**STATED EXERCISE**
Locate the line that contains "the stone block" in the entries below. Retype it and all following lines through the final one, character for character.

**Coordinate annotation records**

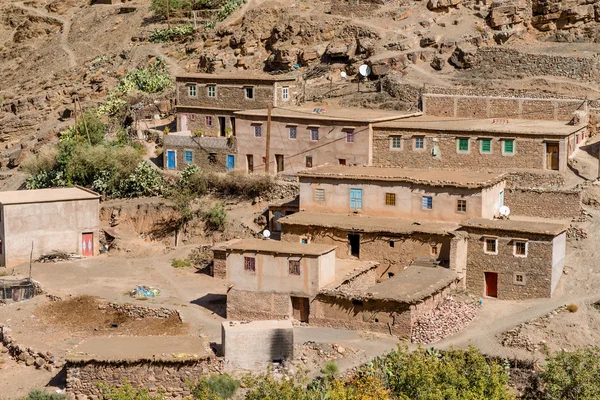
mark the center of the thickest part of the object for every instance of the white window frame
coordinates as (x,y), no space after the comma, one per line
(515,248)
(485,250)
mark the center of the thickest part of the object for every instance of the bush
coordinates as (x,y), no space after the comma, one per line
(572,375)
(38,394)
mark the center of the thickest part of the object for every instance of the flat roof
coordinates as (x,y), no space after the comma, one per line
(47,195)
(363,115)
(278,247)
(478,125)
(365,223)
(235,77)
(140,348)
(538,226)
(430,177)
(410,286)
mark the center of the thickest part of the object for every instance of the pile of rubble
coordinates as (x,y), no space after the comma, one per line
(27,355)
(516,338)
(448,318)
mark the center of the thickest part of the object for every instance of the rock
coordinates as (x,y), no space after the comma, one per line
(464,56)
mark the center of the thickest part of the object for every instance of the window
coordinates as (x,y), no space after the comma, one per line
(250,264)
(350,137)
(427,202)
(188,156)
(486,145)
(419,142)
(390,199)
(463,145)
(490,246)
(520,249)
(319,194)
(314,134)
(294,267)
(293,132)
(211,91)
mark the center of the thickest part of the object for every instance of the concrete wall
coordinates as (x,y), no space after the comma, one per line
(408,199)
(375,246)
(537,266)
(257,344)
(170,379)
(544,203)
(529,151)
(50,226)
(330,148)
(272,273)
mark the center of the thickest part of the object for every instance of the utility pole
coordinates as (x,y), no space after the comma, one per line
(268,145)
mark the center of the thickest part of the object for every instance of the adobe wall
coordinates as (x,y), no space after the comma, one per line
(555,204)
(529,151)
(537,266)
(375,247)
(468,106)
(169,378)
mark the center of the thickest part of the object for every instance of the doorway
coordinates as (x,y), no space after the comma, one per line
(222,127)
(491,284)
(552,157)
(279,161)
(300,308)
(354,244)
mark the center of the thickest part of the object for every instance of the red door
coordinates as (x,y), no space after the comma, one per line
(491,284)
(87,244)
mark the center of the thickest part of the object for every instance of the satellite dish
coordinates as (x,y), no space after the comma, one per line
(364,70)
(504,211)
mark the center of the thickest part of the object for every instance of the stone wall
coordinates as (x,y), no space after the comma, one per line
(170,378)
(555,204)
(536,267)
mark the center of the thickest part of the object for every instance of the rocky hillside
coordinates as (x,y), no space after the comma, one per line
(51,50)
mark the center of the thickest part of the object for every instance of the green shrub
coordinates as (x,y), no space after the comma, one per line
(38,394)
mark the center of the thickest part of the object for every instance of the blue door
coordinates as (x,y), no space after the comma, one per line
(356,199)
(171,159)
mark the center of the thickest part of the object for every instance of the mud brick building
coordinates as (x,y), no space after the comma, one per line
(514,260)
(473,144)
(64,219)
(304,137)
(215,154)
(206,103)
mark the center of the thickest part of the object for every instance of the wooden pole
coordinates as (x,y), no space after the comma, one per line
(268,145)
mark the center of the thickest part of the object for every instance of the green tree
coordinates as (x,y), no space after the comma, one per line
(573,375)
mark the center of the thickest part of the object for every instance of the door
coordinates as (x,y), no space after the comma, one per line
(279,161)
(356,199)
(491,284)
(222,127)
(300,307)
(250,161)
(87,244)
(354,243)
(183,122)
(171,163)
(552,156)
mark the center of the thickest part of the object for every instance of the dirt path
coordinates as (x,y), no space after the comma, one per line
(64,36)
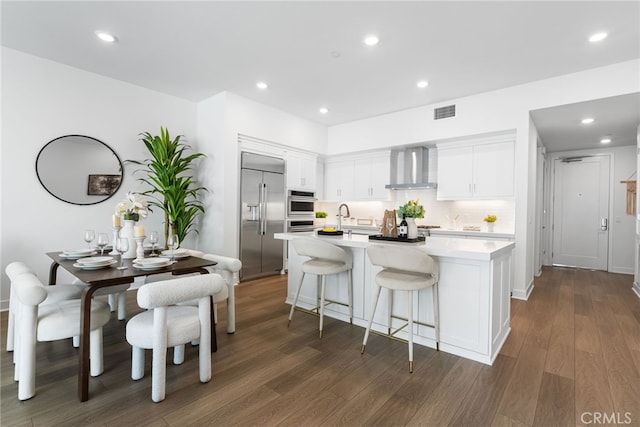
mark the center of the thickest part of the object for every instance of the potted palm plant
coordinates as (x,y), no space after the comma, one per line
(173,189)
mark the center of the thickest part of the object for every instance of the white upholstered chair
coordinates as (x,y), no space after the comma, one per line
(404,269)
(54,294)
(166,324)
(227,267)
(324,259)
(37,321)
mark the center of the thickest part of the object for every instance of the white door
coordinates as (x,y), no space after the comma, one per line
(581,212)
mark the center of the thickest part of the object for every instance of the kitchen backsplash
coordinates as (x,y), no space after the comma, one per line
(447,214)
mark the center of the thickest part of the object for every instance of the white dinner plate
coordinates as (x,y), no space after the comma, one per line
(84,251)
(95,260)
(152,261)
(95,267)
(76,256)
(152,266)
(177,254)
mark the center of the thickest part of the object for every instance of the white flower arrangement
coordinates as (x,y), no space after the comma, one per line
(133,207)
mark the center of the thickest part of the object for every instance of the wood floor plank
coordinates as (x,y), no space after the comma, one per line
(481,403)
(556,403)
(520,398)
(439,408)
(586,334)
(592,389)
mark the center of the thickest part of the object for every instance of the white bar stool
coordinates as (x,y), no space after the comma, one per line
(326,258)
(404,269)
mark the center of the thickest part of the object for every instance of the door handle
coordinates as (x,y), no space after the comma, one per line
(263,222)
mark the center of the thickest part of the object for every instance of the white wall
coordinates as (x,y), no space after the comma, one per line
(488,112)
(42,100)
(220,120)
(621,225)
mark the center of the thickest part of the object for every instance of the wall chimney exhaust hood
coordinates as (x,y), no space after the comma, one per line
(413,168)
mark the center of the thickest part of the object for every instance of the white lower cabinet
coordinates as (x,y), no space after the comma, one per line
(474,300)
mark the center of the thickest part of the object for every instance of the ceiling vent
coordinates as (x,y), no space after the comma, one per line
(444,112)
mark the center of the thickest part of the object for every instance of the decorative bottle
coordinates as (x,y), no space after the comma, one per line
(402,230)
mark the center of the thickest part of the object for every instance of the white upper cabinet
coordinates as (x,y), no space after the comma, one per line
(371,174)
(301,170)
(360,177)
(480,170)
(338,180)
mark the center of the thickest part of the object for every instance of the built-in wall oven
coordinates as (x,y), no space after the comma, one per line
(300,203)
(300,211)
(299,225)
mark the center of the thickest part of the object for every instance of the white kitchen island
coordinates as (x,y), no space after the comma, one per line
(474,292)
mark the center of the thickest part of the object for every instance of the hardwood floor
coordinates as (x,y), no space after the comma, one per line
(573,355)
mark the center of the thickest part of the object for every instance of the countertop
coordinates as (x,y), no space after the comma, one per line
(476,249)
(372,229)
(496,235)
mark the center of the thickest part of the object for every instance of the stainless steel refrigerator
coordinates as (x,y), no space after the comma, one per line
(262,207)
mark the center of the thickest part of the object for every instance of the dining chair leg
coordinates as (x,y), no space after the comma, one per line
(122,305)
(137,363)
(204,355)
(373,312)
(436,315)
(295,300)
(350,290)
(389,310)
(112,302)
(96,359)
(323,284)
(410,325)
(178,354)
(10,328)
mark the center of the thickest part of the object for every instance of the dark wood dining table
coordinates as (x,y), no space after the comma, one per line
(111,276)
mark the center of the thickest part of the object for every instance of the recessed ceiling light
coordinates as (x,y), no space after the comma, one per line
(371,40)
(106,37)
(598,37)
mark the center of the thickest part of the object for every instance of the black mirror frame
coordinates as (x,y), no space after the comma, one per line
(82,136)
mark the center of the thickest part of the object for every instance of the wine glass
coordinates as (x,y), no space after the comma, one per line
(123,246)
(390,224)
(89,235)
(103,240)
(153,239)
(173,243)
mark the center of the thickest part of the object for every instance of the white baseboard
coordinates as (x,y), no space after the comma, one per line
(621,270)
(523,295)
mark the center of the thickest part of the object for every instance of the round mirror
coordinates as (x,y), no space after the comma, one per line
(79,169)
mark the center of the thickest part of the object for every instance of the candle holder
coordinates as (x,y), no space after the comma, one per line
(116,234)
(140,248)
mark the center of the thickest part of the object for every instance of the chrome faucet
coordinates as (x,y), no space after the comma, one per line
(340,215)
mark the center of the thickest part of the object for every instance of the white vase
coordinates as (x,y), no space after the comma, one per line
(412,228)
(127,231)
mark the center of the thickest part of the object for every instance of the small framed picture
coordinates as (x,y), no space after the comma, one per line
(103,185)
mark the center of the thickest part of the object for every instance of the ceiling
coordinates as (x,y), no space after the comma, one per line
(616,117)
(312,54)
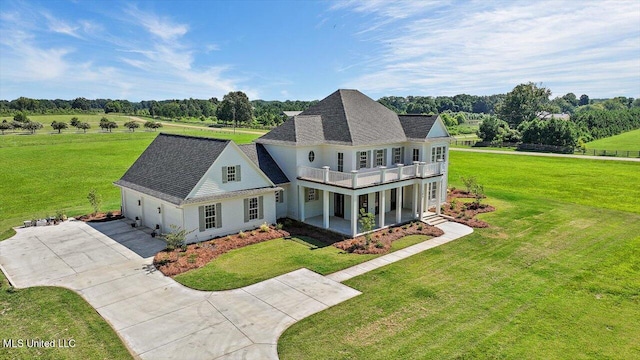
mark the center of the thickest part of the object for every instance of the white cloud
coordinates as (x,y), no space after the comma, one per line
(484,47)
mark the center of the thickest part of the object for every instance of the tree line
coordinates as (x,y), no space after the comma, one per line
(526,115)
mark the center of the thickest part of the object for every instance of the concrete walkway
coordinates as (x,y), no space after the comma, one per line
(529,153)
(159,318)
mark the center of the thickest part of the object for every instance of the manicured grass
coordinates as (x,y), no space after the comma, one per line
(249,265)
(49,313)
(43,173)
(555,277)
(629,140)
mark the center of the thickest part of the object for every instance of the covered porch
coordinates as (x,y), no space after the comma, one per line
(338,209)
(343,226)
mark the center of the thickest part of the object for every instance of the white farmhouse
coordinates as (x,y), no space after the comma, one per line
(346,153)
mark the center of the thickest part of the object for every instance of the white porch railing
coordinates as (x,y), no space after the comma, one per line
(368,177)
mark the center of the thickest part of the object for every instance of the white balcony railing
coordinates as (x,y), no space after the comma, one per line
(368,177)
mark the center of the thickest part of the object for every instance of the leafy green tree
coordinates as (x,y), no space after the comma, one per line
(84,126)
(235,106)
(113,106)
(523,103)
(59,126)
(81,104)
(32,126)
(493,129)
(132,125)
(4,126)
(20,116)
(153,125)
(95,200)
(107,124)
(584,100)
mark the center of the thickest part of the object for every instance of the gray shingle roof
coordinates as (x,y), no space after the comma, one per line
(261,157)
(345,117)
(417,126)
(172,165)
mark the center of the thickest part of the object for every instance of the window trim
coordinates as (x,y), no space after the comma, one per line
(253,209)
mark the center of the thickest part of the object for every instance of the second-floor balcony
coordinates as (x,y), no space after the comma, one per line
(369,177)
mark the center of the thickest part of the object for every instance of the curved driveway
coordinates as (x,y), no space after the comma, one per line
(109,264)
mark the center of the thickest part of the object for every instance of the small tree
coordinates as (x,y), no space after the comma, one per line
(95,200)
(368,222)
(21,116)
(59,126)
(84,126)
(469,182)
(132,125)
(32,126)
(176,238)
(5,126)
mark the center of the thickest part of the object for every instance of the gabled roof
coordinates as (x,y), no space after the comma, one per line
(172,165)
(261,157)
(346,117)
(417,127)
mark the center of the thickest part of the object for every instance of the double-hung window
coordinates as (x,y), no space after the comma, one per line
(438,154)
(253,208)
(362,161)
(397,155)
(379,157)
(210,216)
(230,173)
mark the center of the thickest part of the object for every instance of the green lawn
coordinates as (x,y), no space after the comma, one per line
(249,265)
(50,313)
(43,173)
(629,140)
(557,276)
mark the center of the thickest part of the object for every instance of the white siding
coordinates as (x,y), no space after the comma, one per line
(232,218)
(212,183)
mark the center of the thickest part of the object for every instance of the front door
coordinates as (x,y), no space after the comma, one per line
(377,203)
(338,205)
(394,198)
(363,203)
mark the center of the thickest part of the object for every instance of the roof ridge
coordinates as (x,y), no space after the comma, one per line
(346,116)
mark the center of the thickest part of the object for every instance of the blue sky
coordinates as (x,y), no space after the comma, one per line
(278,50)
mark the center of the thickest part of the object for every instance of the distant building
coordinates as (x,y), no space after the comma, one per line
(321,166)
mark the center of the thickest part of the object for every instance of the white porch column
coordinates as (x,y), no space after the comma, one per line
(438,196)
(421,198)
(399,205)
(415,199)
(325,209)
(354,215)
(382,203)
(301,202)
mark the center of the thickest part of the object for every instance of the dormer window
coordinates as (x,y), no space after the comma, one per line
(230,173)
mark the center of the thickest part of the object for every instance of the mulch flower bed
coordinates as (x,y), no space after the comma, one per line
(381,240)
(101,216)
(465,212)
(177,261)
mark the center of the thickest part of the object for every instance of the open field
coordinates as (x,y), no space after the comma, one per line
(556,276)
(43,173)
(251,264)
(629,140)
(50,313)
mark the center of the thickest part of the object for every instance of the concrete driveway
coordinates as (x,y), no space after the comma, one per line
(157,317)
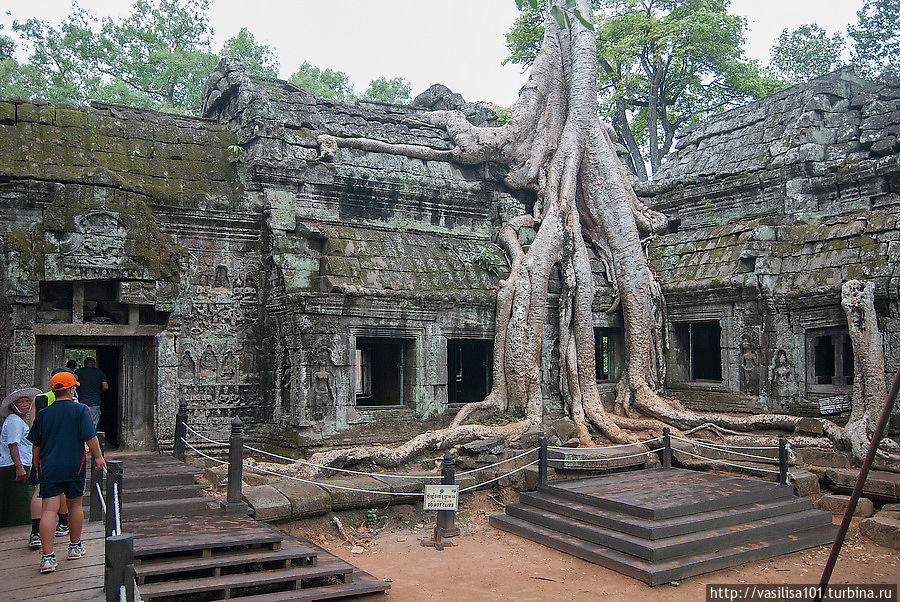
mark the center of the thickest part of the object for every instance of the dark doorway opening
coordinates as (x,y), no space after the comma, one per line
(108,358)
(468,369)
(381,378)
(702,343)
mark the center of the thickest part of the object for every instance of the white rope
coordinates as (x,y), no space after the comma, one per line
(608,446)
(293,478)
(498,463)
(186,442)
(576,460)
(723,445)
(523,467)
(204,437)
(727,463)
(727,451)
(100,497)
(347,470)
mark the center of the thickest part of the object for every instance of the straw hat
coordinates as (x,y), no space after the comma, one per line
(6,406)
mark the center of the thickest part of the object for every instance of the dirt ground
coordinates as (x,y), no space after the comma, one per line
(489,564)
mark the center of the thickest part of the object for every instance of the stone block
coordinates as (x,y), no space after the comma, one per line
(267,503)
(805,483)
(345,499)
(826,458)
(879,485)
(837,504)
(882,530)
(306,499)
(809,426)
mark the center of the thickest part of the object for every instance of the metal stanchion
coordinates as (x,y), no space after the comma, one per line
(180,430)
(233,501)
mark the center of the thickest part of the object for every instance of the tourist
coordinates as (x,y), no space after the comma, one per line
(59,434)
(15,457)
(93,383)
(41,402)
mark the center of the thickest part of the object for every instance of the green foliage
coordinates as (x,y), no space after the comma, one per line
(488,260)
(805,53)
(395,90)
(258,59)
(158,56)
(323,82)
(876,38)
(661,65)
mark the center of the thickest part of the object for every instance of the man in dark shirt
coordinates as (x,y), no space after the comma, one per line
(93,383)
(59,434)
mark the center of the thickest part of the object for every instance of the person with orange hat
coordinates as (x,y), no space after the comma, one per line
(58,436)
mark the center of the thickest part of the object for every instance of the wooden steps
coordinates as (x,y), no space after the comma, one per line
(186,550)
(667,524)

**SOLUTION TO THE EXERCISE**
mark the center of the thickest part of the object for every instance of the stone block
coordinates as (x,y), no space after the comma, one per line
(267,503)
(805,483)
(345,499)
(826,458)
(879,485)
(837,504)
(882,530)
(306,499)
(809,426)
mark the center of the thickest part of the object for every instance of the metal stanchion
coordinates as (x,y), no space after the comma, one per line
(180,430)
(233,501)
mark the center of the thickest part of the object for every instance of the tourist
coordinates as (x,y), no space after the comma, one per line
(59,434)
(15,457)
(93,383)
(41,402)
mark the center of the thickest part of the object for every instance of the green foliage
coordinates as (x,y), no space after the comma, one per line
(488,260)
(805,53)
(395,90)
(258,59)
(158,56)
(323,82)
(876,38)
(661,65)
mark the center of the thickest part of the object for every instance of the man in dark shirt
coordinates as (x,y), no space after the comma, one per line
(93,383)
(59,434)
mark the center of the thickest part of the object for every instance of the person with orange hat
coordinates as (x,y), no space after the comma, one per line
(58,436)
mark the center of the thickest part of the object for every instance of the wooden steps
coordinates as (x,y), no space after the comma, one per line
(186,550)
(667,524)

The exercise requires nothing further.